* Try it
Among the entries below, find each line with "striped" and show it.

* Data supplied
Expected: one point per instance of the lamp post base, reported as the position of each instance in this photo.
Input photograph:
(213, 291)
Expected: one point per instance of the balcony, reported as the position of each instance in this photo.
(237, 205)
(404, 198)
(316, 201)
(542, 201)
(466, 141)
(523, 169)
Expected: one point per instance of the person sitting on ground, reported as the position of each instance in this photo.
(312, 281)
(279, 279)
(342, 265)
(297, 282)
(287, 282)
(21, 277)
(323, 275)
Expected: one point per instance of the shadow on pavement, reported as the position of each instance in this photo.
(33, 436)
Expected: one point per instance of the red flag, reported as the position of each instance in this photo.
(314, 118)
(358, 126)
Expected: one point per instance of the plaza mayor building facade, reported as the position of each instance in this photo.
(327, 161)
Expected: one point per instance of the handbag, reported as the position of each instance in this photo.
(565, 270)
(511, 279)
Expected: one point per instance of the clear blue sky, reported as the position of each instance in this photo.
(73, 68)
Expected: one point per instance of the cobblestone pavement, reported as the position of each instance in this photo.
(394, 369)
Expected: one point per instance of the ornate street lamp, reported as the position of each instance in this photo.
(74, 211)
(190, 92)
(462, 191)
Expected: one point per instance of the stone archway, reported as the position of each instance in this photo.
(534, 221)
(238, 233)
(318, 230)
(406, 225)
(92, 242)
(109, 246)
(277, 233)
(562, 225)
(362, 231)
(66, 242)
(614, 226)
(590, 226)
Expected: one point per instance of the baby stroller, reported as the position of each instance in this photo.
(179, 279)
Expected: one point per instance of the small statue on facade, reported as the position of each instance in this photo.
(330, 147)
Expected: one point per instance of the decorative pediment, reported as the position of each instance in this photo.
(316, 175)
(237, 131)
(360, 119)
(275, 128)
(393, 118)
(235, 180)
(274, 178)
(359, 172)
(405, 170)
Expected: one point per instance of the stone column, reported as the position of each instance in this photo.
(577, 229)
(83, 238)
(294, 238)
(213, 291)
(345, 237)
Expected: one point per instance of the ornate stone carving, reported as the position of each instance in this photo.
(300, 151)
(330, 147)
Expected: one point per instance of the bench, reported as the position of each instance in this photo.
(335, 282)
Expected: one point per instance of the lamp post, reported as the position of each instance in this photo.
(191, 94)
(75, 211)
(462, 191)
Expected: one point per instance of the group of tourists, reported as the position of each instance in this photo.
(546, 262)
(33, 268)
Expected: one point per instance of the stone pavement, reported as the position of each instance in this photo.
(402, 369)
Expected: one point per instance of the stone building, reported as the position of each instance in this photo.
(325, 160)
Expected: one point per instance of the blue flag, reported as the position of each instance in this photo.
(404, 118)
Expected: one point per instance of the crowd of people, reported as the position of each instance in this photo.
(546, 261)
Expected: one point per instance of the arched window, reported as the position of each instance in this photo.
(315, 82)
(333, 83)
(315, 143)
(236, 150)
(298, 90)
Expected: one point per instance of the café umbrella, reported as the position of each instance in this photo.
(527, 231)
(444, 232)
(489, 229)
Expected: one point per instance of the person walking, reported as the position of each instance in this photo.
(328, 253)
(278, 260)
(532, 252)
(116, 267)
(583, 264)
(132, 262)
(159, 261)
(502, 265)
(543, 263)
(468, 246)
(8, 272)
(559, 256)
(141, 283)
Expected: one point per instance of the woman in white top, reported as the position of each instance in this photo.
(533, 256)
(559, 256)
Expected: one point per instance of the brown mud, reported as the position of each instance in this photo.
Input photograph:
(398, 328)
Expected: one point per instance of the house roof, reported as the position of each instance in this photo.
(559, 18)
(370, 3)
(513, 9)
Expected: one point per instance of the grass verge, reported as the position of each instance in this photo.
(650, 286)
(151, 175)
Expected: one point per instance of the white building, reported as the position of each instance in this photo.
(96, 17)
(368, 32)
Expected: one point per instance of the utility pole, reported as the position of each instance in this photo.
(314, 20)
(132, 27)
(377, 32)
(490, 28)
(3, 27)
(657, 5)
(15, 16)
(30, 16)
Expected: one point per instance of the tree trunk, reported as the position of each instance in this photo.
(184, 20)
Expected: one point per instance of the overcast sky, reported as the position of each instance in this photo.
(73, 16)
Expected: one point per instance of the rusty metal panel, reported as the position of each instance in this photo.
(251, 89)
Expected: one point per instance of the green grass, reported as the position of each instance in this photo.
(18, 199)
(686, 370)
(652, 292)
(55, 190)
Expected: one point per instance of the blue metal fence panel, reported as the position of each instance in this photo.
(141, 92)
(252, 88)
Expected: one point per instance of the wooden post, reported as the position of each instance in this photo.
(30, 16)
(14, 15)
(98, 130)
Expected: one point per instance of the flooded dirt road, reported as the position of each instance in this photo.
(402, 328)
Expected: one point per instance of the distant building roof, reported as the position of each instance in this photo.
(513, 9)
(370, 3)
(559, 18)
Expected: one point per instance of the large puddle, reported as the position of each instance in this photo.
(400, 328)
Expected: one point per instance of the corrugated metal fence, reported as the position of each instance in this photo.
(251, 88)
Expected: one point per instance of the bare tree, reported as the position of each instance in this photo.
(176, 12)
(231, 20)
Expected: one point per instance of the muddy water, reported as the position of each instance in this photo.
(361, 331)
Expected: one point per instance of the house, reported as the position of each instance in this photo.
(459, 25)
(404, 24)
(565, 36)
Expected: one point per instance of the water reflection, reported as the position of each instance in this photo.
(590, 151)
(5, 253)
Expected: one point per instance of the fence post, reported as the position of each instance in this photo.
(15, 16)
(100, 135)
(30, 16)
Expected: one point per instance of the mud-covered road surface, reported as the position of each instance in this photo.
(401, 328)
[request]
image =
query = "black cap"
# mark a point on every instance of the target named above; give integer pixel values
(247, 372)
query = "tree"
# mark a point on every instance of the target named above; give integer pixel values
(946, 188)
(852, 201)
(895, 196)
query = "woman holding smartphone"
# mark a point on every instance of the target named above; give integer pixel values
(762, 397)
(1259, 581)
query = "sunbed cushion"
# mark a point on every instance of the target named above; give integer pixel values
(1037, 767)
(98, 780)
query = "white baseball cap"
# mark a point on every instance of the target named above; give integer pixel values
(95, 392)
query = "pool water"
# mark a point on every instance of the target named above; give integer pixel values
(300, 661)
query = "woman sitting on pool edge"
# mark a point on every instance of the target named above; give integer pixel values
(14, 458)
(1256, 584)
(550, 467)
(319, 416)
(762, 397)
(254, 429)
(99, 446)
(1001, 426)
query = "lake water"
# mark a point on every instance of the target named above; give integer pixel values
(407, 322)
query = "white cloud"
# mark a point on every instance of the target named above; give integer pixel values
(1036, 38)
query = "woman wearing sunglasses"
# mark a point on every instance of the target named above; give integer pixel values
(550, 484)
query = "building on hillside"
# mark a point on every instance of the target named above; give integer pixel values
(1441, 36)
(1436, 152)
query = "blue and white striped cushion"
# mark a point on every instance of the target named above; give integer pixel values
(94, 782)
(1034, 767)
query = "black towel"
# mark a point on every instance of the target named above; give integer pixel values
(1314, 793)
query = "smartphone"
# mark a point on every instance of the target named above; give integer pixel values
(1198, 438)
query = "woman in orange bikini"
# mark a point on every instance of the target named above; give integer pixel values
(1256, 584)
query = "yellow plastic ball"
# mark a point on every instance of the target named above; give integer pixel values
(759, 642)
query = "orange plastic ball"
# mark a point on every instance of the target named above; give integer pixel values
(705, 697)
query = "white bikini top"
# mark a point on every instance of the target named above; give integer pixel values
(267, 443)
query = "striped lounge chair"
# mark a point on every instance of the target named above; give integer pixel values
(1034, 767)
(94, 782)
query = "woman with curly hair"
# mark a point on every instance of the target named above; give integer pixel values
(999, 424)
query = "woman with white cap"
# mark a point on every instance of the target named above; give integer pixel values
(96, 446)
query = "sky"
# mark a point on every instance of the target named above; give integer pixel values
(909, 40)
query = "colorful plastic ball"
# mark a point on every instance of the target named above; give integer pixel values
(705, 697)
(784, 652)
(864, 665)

* Result
query = "blue and white striped cushion"
query = "striped lounge chair"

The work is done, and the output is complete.